**Excerpt provided**

Content starts

Pioneering mathematical model to predict future pandemics

The URJC and the Bar-Ilan University (Israel) have analyzed the main factors that influence whether a pathogen, such as the COVID-19 virus, can become a pandemic. To do this, they have jointly focused for the first time on the speed with which it spreads in a population of individuals and the speed at which it mutates when it has infected a subject. This study has been published in the prestigious scientific journal Nature Communications..

Irene Vega

The COVID-19 pandemic has revolutionized the models used in epidemiology to predict the evolution of the behavior of new pathogens. Until now, compartmental models have been used for the mathematical study of infectious diseases, where the population is divided into compartments and in each of them the individuals have certain characteristics, that is, they can be in a state susceptible to becoming infected, infected or recovered (SIR models, for the acronym of Susceptible-Infected-Recovered).

When the SARS-COV-2 virus, which causes the COVID-19 disease, emerged, these models were used in which it was predicted that, based on an individual's contacts in society, an infected person could infect a susceptible one. However, as has been observed later, these models did not adjust fully satisfactorily to the reality of the evolution of the pandemic by not taking other variables into account.

The work carried out by the URJC and the Bar-Ilan University (Israel) has jointly studied for the first time two relevant factors when carrying out mathematical models: the speed with which a virus spreads within a population of individuals and how quickly a pathogen can mutate once it has infected an individual.

Content ends

**Dataset content**
Content starts

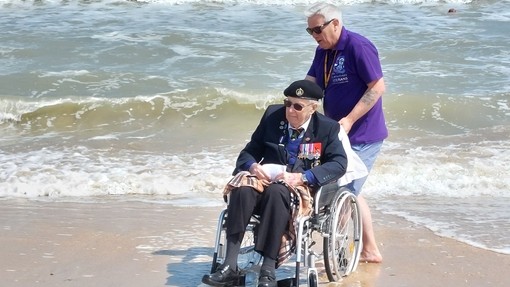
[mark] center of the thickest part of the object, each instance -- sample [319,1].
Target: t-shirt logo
[339,73]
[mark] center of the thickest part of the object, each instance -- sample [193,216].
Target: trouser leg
[274,211]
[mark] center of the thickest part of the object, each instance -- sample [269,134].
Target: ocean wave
[11,3]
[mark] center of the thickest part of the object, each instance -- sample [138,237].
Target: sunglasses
[318,29]
[297,107]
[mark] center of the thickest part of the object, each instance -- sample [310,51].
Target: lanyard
[327,74]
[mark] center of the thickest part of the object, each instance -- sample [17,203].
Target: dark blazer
[268,142]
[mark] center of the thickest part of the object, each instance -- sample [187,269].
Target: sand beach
[134,243]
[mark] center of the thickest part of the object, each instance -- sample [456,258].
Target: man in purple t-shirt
[347,67]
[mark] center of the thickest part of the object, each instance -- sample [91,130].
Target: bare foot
[370,257]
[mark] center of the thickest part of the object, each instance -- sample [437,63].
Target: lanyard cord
[327,74]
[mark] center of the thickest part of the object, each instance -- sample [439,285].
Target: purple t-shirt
[356,63]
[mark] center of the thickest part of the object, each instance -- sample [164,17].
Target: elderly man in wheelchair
[294,155]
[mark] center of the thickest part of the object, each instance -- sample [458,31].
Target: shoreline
[132,243]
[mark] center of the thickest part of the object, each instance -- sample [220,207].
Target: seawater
[152,100]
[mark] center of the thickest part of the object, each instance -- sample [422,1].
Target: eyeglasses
[295,106]
[318,29]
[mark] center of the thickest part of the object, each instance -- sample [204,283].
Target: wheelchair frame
[336,217]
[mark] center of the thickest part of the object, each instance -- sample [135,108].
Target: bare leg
[370,252]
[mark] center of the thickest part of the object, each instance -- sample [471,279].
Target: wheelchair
[336,218]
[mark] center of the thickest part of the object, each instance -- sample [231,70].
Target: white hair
[326,10]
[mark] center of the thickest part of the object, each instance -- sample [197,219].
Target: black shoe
[267,278]
[224,276]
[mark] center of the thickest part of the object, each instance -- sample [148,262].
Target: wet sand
[133,243]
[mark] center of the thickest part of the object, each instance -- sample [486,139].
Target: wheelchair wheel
[342,246]
[247,257]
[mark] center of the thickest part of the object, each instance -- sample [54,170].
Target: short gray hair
[326,10]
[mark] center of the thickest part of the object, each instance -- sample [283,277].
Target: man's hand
[294,179]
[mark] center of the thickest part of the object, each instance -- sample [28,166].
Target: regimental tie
[295,133]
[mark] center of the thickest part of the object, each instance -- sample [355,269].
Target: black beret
[304,89]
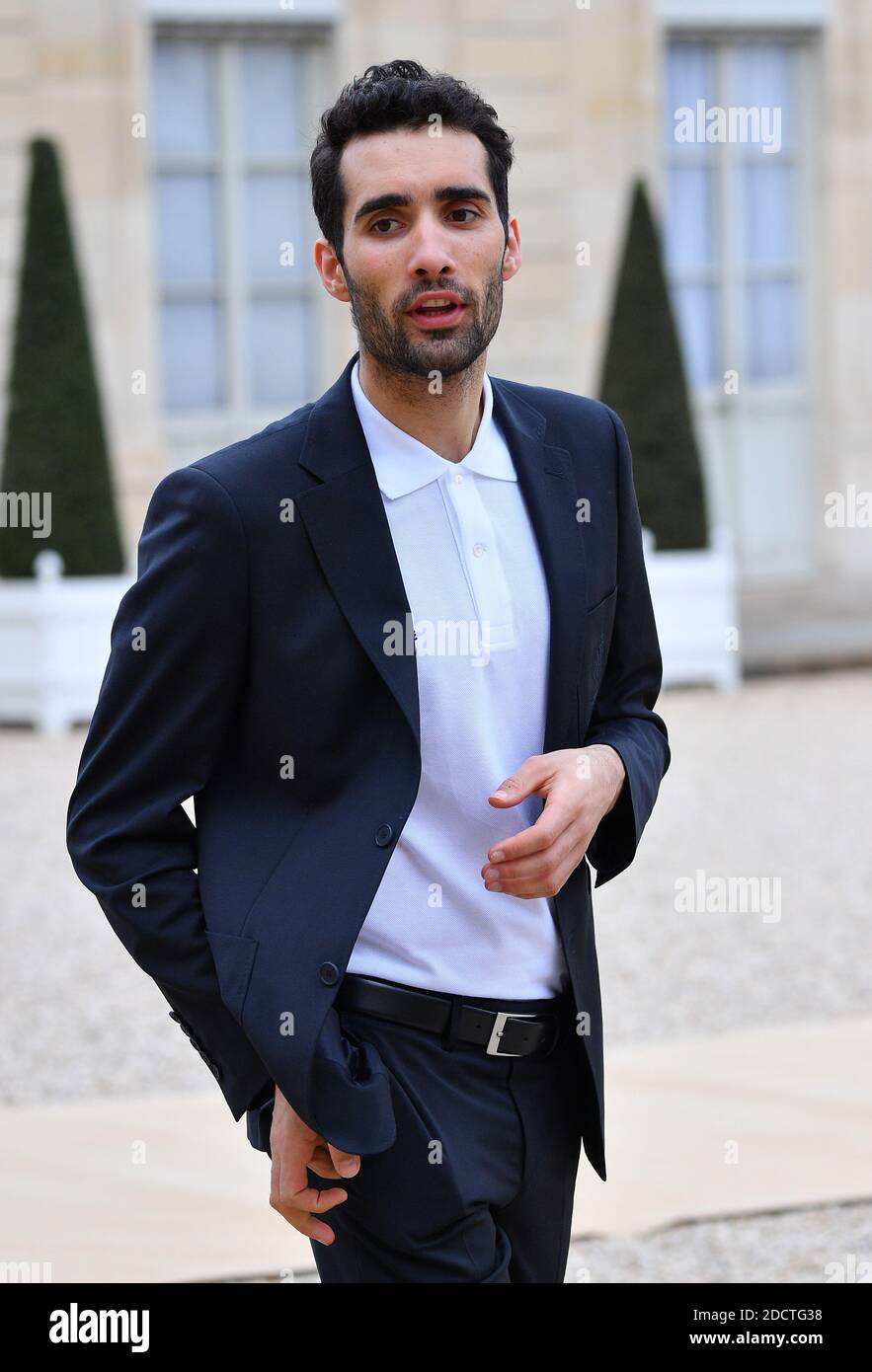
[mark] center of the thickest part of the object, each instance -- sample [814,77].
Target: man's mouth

Content ends

**Apply what you read**
1. Repeat the passage of the pandemic-model article starting with "The COVID-19 pandemic" and going on through "acronym of Susceptible-Infected-Recovered).".
2. In the pandemic-model article, which journal published the study?
3. Can you translate this sentence from the pandemic-model article into Spanish: "The COVID-19 pandemic has revolutionized the models used in epidemiology to predict the evolution of the behavior of new pathogens."?
The items have no connection to the pandemic-model article.

**Answers per task**
1.
The COVID-19 pandemic has revolutionized the models used in epidemiology to predict the evolution of the behavior of new pathogens. Until now, compartmental models have been used for the mathematical study of infectious diseases, where the population is divided into compartments and in each of them the individuals have certain characteristics, that is, they can be in a state susceptible to becoming infected, infected or recovered (SIR models, for the acronym of Susceptible-Infected-Recovered).

2. Nature Communications

3. La pandemia de COVID-19 ha revolucionado los modelos utilizados en epidemiología para predecir la evolución del comportamiento de nuevos patógenos.